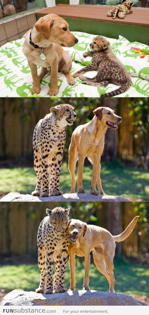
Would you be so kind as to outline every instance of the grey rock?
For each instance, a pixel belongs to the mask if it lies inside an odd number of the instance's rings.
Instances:
[[[68,291],[52,295],[32,291],[14,290],[6,295],[0,305],[147,305],[131,295],[93,290]]]
[[[130,201],[127,198],[107,195],[98,195],[96,196],[92,194],[64,194],[60,196],[40,198],[31,195],[23,195],[18,192],[10,192],[1,199],[0,201],[53,201],[69,202],[82,201],[84,202],[95,201]]]

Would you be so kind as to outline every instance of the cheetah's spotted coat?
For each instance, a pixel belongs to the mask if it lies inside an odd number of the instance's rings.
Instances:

═══

= What the task asks =
Please pull every line of the records above into your answer unchanged, omitting the pictures.

= Written answer =
Would you be so kind as to outline every instance of the grey rock?
For each instance, a pixel belongs to the mask if it lies inside an odd number of the instance's rings.
Instances:
[[[68,291],[52,295],[32,291],[14,290],[6,295],[0,305],[147,305],[131,295],[93,290]]]
[[[130,201],[127,198],[107,195],[98,195],[96,196],[92,194],[64,194],[60,196],[40,198],[31,195],[23,195],[18,192],[10,192],[1,199],[0,201],[53,201],[69,202],[82,201],[84,202],[95,201]]]

Would you be so kind as to outline every instance of the cheetah's spotted coat?
For each instance, a pixel belongs to the mask if it lies inside an odd number of the instance's rings.
Instances:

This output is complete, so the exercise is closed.